• [What you will do] Reproduce each of the rows below verbatim, but leave out the pictures.

• [Data for the task]
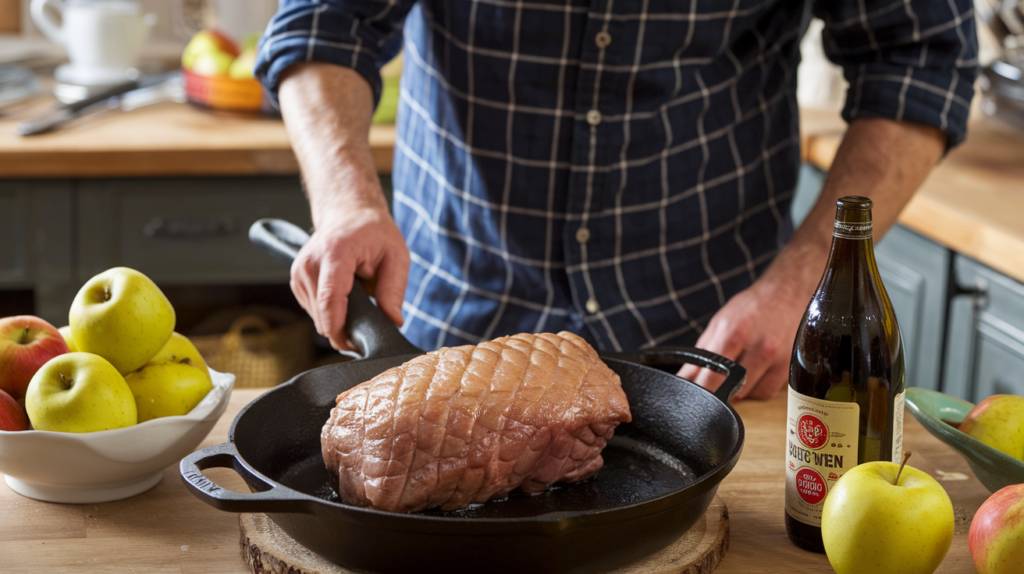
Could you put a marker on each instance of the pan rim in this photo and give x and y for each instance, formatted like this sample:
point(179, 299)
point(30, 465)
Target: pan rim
point(700, 485)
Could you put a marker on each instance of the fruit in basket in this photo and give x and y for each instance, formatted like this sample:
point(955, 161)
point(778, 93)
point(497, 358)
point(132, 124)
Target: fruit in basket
point(172, 383)
point(207, 42)
point(996, 537)
point(242, 68)
point(998, 422)
point(26, 344)
point(79, 393)
point(66, 333)
point(12, 416)
point(881, 518)
point(122, 316)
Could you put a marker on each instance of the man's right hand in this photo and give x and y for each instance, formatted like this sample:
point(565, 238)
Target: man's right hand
point(361, 241)
point(328, 111)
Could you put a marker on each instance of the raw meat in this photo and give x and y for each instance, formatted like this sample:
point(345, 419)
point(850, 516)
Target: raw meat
point(469, 424)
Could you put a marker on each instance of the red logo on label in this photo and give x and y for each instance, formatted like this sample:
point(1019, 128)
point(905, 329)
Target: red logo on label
point(811, 486)
point(812, 432)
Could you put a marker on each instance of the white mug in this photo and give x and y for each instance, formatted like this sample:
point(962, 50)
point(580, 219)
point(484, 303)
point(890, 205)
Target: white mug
point(102, 38)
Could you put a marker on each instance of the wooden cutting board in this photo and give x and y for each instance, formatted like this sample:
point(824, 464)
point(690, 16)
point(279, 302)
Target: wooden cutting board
point(266, 548)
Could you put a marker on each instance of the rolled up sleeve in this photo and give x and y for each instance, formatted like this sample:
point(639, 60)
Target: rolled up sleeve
point(912, 60)
point(358, 34)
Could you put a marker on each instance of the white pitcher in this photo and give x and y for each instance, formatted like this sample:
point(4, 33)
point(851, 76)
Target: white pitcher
point(102, 38)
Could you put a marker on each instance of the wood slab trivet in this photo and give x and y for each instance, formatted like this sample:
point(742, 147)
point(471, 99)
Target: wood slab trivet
point(266, 548)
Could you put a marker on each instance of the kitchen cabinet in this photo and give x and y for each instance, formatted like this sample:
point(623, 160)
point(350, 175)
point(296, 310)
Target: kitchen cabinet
point(36, 234)
point(985, 341)
point(914, 271)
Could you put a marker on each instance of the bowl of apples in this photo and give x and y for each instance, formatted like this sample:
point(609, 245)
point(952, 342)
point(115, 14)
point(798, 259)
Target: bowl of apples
point(97, 410)
point(989, 436)
point(218, 73)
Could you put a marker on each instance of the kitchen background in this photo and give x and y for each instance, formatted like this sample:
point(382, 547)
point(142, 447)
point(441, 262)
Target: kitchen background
point(954, 266)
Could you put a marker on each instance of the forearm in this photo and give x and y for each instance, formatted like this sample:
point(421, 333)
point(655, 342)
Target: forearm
point(879, 159)
point(328, 112)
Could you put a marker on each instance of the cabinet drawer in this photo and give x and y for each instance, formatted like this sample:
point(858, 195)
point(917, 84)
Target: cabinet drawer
point(184, 230)
point(985, 349)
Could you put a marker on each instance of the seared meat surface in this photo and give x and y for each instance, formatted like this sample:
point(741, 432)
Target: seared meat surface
point(469, 424)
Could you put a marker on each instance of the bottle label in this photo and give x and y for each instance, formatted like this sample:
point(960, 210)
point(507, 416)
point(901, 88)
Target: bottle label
point(820, 446)
point(898, 428)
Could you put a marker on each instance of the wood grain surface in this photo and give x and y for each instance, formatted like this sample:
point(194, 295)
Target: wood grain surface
point(267, 549)
point(169, 530)
point(164, 139)
point(973, 202)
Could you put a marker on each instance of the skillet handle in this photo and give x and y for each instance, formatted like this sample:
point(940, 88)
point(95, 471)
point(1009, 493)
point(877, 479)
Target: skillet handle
point(735, 376)
point(275, 498)
point(366, 324)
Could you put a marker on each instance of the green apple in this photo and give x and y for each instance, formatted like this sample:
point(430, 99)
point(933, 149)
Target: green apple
point(207, 41)
point(243, 65)
point(871, 523)
point(998, 422)
point(66, 333)
point(122, 316)
point(79, 393)
point(168, 389)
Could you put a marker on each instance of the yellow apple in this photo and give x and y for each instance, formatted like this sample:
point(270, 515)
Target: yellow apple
point(172, 383)
point(998, 422)
point(870, 523)
point(66, 333)
point(243, 65)
point(79, 393)
point(122, 316)
point(177, 348)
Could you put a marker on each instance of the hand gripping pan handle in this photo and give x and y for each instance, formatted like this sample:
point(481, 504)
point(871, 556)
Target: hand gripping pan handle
point(366, 324)
point(735, 376)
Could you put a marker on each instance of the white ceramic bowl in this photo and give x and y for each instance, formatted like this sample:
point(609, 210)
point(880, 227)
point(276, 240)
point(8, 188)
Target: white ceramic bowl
point(109, 465)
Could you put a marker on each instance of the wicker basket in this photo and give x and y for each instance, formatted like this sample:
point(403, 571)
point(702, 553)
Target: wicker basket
point(258, 354)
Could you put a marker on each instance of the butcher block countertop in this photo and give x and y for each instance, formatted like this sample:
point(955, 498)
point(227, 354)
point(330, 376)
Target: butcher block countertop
point(169, 530)
point(165, 139)
point(972, 203)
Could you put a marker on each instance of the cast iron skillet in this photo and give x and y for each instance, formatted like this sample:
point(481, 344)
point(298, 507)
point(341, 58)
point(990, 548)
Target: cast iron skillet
point(659, 475)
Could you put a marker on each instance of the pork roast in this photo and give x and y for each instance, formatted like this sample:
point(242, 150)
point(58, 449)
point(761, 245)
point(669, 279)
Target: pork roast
point(469, 424)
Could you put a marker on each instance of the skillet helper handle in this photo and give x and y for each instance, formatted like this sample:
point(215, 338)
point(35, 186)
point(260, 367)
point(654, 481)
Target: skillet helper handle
point(275, 498)
point(735, 376)
point(366, 324)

• [Task result]
Could you put a marker on each instance of the pan rim in this photo and give x and y for each instance, formatted like this sample:
point(179, 299)
point(30, 465)
Target: pan rim
point(700, 485)
Could you put a marker on each instance of the fruit in basket in this photo and give x and y for each instance, formatted like this sample:
point(955, 161)
point(778, 93)
point(497, 358)
point(132, 124)
Target: fruit in basket
point(172, 383)
point(207, 42)
point(996, 537)
point(242, 68)
point(998, 422)
point(26, 344)
point(79, 393)
point(66, 333)
point(12, 416)
point(881, 518)
point(122, 316)
Could you put a marker on each instance of the man's right hand in this photo and give x and y for each instance, formatted like this sample:
point(565, 238)
Target: man's right hand
point(361, 241)
point(328, 111)
Could you put a marker on each instance of the raw meat in this photo and give x and y for each instance, formatted like this sample:
point(345, 419)
point(850, 516)
Target: raw meat
point(469, 424)
Could you put a marker on each instance of the red logo on label in this photo and give x and y for each instance, formatted like this sample:
point(1019, 128)
point(905, 329)
Target: red logo on label
point(811, 486)
point(812, 432)
Could you put a marker on each instance of the white mug in this photo and give x and y for each instance, formatted like this sample:
point(962, 50)
point(580, 219)
point(484, 303)
point(890, 205)
Target: white mug
point(102, 38)
Could you put a marker on each instance of the wooden cutting board in this photo and give x and y for each instance, formatted like this sample:
point(824, 464)
point(690, 16)
point(279, 302)
Target: wooden cutting board
point(266, 548)
Could you put a marker on each instance of the rolled up sleeve in this photo and give x and y for each instance, formatted like this sample:
point(639, 60)
Target: rolled up sleeve
point(912, 60)
point(358, 34)
Could you put a marker on each instance of the white pitcher in this photo and give x and y for each instance, formatted like this sample:
point(4, 33)
point(851, 76)
Target: white pitcher
point(102, 38)
Could you put a marker on each instance of the wood slab trivet in this photo and give x and y for each instance, formatted like this sample:
point(742, 147)
point(471, 99)
Target: wood slab trivet
point(266, 548)
Could you put a marker on each instance of the kitchen cabinet in this photo and give x and y for each instance, formatted like this sample:
point(623, 160)
point(350, 175)
point(296, 310)
Target: kitchen cabinet
point(36, 234)
point(985, 341)
point(914, 271)
Could you put a marker on each instance of the bowl of apples in this photo and give x and y for each instance, formatted like this sample:
point(609, 245)
point(952, 342)
point(115, 14)
point(798, 259)
Target: bowl of apples
point(97, 410)
point(989, 436)
point(218, 73)
Could you put a marker on each instance of the kitchen background in this photo and give x and y for each instance, formatted like this sample:
point(382, 547)
point(142, 447)
point(441, 262)
Target: kitchen background
point(954, 266)
Could you put a marker on each instance of the forearm in this photo and give x and y for each instance, formatted like this sample:
point(421, 333)
point(655, 342)
Target: forearm
point(879, 159)
point(328, 112)
Could you put a marker on each instance of the cabinet drawer in this photo and give x and y for each instance, formatted like this sample:
point(858, 195)
point(917, 84)
Target: cabinet drawer
point(184, 230)
point(985, 349)
Could you put a marker on each instance of the seared meat surface in this photo and give x and y for each instance, formatted like this sample:
point(741, 432)
Target: seared meat surface
point(469, 424)
Could you put a marker on each instance of the bottle label in this photo and give x and y for each instance, formatted like this sample:
point(960, 210)
point(507, 416)
point(901, 88)
Target: bottle label
point(820, 446)
point(898, 428)
Could you put a marker on each instance of the wood grain surface in this photo and give x and y for each instance, formatted like this sample:
point(194, 295)
Target: wood grain surface
point(267, 549)
point(169, 530)
point(164, 139)
point(973, 202)
Could you put a marker on each instance of the skillet handle in this photo and give x and y for each instance, formatted like this sample:
point(940, 88)
point(95, 471)
point(1009, 493)
point(877, 479)
Target: skillet handle
point(735, 376)
point(275, 498)
point(366, 324)
Could you put a marker on each instance of the green apple in this photo and give x and y for each instance, formatted like this sample:
point(430, 99)
point(933, 149)
Target: green apple
point(207, 41)
point(243, 65)
point(871, 523)
point(998, 422)
point(66, 333)
point(122, 316)
point(79, 393)
point(168, 389)
Could you put a marker on each instance of the yellow apple in this photo and give x and y for each instance, formatted like this sample:
point(270, 515)
Target: yellow apple
point(172, 383)
point(998, 422)
point(870, 523)
point(66, 333)
point(243, 65)
point(79, 393)
point(122, 316)
point(177, 348)
Could you put a marker on each instance of the hand gripping pan handle in this photo and give x and y for each instance, formatted like this sample:
point(481, 504)
point(871, 556)
Target: hand gripping pan handle
point(366, 324)
point(735, 376)
Could you put a marker on each instance of the white ceramic bowl in this photo and give x and y for each instance, formatted like this sample:
point(609, 210)
point(880, 227)
point(276, 240)
point(8, 188)
Target: white ceramic bowl
point(109, 465)
Could you put a marker on each instance of the wicker basket in this photo and give x and y for each instance, formatted like this sample:
point(403, 571)
point(702, 553)
Target: wicker basket
point(258, 354)
Could you put a marker on each instance of the butcher block countertop in this photo and give x and y for each instance, formatted like this sample:
point(955, 498)
point(227, 354)
point(330, 376)
Target: butcher block countertop
point(169, 530)
point(165, 139)
point(972, 203)
Could you put a marker on each instance of the cast iron skillet in this photo and give x and y for each instance, formatted like this sample:
point(481, 344)
point(298, 507)
point(341, 58)
point(990, 548)
Target: cast iron skillet
point(659, 475)
Could you put a marker on each instance of the pork roast in this photo and give x and y for each instance, formatted like this sample:
point(242, 150)
point(58, 449)
point(761, 245)
point(669, 279)
Target: pork roast
point(469, 424)
Could you put a marker on each instance of the skillet helper handle in this photo and give x and y for each instance, formatted like this sample:
point(215, 338)
point(35, 186)
point(260, 367)
point(654, 481)
Target: skillet helper handle
point(275, 498)
point(735, 376)
point(366, 324)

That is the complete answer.